Task requirements —
Every line in the listing is to be echoed verbatim.

>> Begin

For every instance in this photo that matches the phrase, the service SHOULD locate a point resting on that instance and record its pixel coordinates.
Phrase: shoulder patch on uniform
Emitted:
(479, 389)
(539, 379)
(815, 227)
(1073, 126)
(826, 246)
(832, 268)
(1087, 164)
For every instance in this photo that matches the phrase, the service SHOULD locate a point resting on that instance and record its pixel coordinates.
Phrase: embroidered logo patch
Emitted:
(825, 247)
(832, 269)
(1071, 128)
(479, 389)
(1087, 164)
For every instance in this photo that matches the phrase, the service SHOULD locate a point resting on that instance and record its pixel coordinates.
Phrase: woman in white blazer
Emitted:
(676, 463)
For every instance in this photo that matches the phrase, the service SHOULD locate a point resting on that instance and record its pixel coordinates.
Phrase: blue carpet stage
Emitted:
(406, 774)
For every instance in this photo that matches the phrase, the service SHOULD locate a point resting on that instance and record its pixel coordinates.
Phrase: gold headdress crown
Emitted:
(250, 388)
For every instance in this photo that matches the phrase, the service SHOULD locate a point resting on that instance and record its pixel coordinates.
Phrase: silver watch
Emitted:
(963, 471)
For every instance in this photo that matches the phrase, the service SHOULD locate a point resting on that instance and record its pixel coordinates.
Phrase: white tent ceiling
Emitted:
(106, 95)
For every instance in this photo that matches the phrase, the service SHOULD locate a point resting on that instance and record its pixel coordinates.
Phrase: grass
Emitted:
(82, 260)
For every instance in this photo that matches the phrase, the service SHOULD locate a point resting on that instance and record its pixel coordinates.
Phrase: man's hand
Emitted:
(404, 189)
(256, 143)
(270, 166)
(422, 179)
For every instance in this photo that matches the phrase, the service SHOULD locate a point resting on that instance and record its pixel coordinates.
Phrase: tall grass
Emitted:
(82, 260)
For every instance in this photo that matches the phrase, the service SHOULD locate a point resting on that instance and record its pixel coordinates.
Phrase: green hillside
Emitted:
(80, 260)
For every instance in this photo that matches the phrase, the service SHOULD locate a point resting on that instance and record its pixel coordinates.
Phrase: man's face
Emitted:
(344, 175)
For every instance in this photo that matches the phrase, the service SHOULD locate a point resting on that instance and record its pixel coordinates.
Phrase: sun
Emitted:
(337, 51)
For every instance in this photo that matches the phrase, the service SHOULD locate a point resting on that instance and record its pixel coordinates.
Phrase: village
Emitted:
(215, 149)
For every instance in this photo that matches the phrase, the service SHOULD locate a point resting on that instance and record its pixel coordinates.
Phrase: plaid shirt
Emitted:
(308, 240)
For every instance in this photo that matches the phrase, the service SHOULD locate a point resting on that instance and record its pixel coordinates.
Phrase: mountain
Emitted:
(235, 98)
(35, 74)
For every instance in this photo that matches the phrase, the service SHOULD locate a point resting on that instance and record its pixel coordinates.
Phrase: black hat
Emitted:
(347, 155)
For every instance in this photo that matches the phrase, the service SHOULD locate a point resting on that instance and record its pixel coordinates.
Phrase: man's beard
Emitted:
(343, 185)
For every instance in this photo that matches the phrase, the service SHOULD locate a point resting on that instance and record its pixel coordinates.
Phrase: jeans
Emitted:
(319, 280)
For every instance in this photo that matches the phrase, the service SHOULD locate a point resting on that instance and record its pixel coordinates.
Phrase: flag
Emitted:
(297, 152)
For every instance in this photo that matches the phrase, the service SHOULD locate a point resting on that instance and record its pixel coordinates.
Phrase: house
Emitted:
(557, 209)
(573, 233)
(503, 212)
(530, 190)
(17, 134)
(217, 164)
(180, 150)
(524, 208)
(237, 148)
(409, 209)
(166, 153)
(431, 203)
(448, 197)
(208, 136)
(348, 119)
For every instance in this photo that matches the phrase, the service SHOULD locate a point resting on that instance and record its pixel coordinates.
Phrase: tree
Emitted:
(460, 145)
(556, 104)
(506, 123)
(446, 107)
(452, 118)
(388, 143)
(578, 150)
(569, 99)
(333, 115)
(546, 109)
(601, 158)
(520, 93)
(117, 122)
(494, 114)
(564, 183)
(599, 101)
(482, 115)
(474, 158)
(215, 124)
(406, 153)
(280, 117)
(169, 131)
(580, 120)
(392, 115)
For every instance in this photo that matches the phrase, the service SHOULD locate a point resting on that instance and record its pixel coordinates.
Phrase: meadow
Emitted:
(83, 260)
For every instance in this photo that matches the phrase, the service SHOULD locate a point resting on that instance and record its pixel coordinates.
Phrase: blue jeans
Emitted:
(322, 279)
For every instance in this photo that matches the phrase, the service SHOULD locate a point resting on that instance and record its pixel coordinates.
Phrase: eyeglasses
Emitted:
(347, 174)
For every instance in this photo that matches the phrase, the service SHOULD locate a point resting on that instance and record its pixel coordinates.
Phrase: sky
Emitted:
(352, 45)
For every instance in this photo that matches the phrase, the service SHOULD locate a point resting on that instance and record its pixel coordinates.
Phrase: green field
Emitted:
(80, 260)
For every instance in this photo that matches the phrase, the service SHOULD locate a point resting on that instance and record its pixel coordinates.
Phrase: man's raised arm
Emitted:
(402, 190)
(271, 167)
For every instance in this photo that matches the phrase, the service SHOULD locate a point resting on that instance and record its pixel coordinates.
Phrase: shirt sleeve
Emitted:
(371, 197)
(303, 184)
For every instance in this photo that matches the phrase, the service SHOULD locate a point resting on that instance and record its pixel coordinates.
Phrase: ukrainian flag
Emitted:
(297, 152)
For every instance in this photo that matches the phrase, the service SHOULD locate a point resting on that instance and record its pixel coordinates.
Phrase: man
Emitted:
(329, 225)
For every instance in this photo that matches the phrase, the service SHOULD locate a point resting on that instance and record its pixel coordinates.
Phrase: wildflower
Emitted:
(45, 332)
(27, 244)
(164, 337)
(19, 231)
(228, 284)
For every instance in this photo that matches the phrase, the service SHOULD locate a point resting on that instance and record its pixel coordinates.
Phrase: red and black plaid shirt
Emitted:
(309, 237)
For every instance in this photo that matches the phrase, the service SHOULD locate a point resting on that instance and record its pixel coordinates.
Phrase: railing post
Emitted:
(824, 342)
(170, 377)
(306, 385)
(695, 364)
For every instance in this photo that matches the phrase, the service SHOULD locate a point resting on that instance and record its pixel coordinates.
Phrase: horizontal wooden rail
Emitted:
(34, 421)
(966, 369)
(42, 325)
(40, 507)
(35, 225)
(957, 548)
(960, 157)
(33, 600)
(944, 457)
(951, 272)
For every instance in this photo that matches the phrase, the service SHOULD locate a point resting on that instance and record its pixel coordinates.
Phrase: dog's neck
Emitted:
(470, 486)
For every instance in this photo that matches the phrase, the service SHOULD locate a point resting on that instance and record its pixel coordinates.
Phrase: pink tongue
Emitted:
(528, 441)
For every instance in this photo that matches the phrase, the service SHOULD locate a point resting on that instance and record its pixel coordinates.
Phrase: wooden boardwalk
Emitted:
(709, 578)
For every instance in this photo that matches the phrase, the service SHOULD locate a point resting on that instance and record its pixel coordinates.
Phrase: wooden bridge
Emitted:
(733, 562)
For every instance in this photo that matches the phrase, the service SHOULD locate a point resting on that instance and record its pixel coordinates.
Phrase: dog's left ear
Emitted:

>> End

Final answer —
For every instance in this photo that matches the phrase, the service SHOULD locate a point resting on that instance and record its pixel coordinates.
Phrase: shoulder patch on uniform
Emitted:
(479, 389)
(539, 379)
(815, 227)
(1073, 126)
(826, 246)
(832, 268)
(1087, 164)
For every instance in this photo that matches the phrase, the service SHOULD locate a point resting on that instance and record its pixel coordinates.
Phrase: embroidered logo patch
Emitted:
(825, 247)
(832, 269)
(1071, 128)
(479, 389)
(1087, 164)
For every instance in this photo that matches the phrase, the service SHOULD locate a point resting on that instance and record its pixel coordinates.
Phrase: woman in white blazer
Emitted:
(676, 463)
For every instance in this photo that matches the phrase, the service SHOULD locate a point resting on that instance and record its pixel coordinates.
Phrase: blue carpet stage
Emitted:
(406, 774)
For every instance in this photo that matches the phrase, the service SHOULD locate a point resting on that instance and record its pixel coordinates.
Phrase: gold headdress crown
Emitted:
(250, 388)
For every instance in this photo that matches the phrase, the service SHOULD locate a point resting on that instance and record its pixel coordinates.
Phrase: silver watch
Emitted:
(963, 471)
For every instance in this photo that matches the phrase, the service SHOULD locate a point resting on that instance and record its pixel coordinates.
Phrase: white tent ceiling
Emitted:
(106, 95)
For every instance in this photo that matches the phrase, the service SHOULD locate a point resting on that instance and record its pixel coordinates.
Phrase: grass
Emitted:
(82, 260)
For every instance in this photo that matches the phrase, the service SHOULD locate a point resting on that instance and record its pixel coordinates.
Phrase: man's hand
Emitted:
(404, 189)
(256, 143)
(270, 166)
(422, 179)
For every instance in this photo that matches the phrase, the service SHOULD locate a point resting on that instance and record its pixel coordinates.
Phrase: tall grass
Emitted:
(82, 260)
For every instance in this photo that matches the phrase, the service SHOULD locate a point resting on that instance and record its pixel coordinates.
Phrase: green hillside
Emitted:
(80, 260)
For every instance in this photo that matches the phrase, the service SHOULD locate a point resting on that instance and record its pixel coordinates.
Phrase: man's face
Emitted:
(344, 175)
For every instance in this photo that matches the phrase, the service SHOULD locate a point resting on that instance and record its pixel coordinates.
Phrase: sun
Emitted:
(337, 51)
For every instance in this photo that matches the phrase, the service SHOULD locate a point resting on that instance and record its pixel coordinates.
Phrase: village
Emitted:
(215, 149)
For every instance in this photo that matches the phrase, the service SHOULD locate a point resting on that instance and record its pixel coordinates.
Phrase: plaid shirt
Emitted:
(308, 240)
For every instance in this photo that matches the phrase, the service SHOULD locate a point resting on that instance and record its pixel coordinates.
Phrase: mountain
Emitted:
(235, 98)
(35, 74)
For every instance in this photo that matches the phrase, the service SHOULD locate a point resting on that instance and record its pixel coordinates.
Phrase: black hat
Emitted:
(347, 155)
For every instance in this photo that matches the phrase, the service SHOULD locate a point resting on that instance and record its pixel coordinates.
Phrase: man's beard
Emitted:
(343, 185)
For every instance in this photo that matches the phrase, the service SHOULD locate a point resting on that instance and record its pixel coordinates.
Phrase: jeans
Emitted:
(319, 280)
For every instance in this photo that matches the phrase, the service SHOULD locate a point resting on that instance and record its pixel coordinates.
Phrase: flag
Emitted:
(297, 152)
For every instance in this photo that matches the phrase, the service SHOULD locate a point resting on that instance and record its pixel coordinates.
Phrase: house
Emitted:
(557, 209)
(573, 233)
(503, 212)
(530, 190)
(17, 134)
(217, 164)
(180, 150)
(524, 208)
(237, 148)
(409, 209)
(166, 153)
(431, 203)
(448, 197)
(208, 136)
(348, 119)
For every instance in this photo that matches the phrase, the service SHOULD locate a point resting on that instance and record its pixel coordinates.
Phrase: tree
Emitted:
(460, 145)
(556, 104)
(506, 123)
(446, 107)
(452, 118)
(388, 143)
(578, 150)
(569, 99)
(333, 115)
(546, 109)
(601, 158)
(520, 93)
(117, 122)
(494, 114)
(564, 183)
(599, 101)
(482, 115)
(474, 158)
(215, 124)
(406, 153)
(280, 117)
(169, 131)
(580, 120)
(392, 115)
For every instance in this photo that matches the phrase, the service SHOULD locate a point resting on that instance and record its pixel coordinates.
Phrase: meadow
Emitted:
(83, 260)
For every instance in this photo that matches the phrase, the service SHOULD locate a point resting on that instance and record its pixel coordinates.
Phrase: blue jeans
Emitted:
(322, 279)
For every instance in this photo that matches the phrase, the service SHOULD locate a point resting on that instance and record its pixel coordinates.
Phrase: eyeglasses
Emitted:
(347, 174)
For every instance in this photo that matches the phrase, the service SHOULD locate a point resting on that instance and record its pixel coordinates.
Phrase: sky
Emitted:
(352, 45)
For every instance in this photo that matches the phrase, the service SHOULD locate a point resting on that instance and record its pixel coordinates.
Phrase: green field
Emitted:
(80, 260)
For every instance in this photo that matches the phrase, the service SHOULD locate a point resting on that instance and record its pixel coordinates.
Phrase: man's raised arm
Emitted:
(402, 190)
(271, 167)
For every instance in this photo that matches the phrase, the service SHOULD locate a point resting on that instance and record its pixel coordinates.
Phrase: shirt sleeve
Emitted:
(371, 197)
(303, 184)
For every instance in this photo that matches the phrase, the service SHOULD locate a point resting on that instance and record its pixel coordinates.
Phrase: ukrainian flag
Emitted:
(297, 152)
For every instance in this photo that matches the phrase, the service SHOULD locate a point resting on that instance and record its pixel coordinates.
Phrase: man
Emitted:
(329, 225)
For every instance in this photo that matches the phrase, the service SHOULD locate a point resting on that instance and record its pixel coordinates.
Phrase: wildflower
Emitted:
(45, 332)
(27, 244)
(164, 337)
(19, 231)
(228, 284)
For every instance in this photo that matches the phrase, the service SHOULD locate a point resting on that instance and record its pixel coordinates.
Phrase: red and black plaid shirt
Emitted:
(309, 237)
For every instance in this photo that matches the phrase, the service SHOULD locate a point resting on that instance and record its pixel coordinates.
Phrase: railing post
Emitted:
(824, 342)
(170, 377)
(306, 385)
(695, 364)
For every instance in this photo that matches the phrase, the service SHOULD locate a point resting on that instance and record its pixel coordinates.
Phrase: horizontal wooden rail
Emitted:
(34, 421)
(966, 369)
(42, 325)
(40, 507)
(35, 225)
(957, 548)
(960, 157)
(33, 600)
(944, 457)
(951, 272)
For every instance in this photo that matches the phrase, the service SHOULD locate a point resting on that instance and record its pixel coordinates.
Phrase: dog's neck
Emitted:
(470, 486)
For every instance in this photo that matches the phrase, the service SHOULD locate a point resting on that instance and record its pixel coordinates.
Phrase: pink tongue
Emitted:
(528, 441)
For every instance in this photo that matches the phrase, the service SHOULD locate a point resting on that instance and record its pixel coordinates.
Phrase: wooden boardwalk
Emitted:
(709, 578)
For every instance in this photo that matches the phrase, the service SHOULD locate a point resting on that instance and record its pixel coordinates.
Phrase: wooden bridge
Emitted:
(733, 562)
For every instance in this photo that matches the phrase, the service SHOULD locate a point resting on that instance and record its pixel coordinates.
Phrase: dog's left ear
Emitted:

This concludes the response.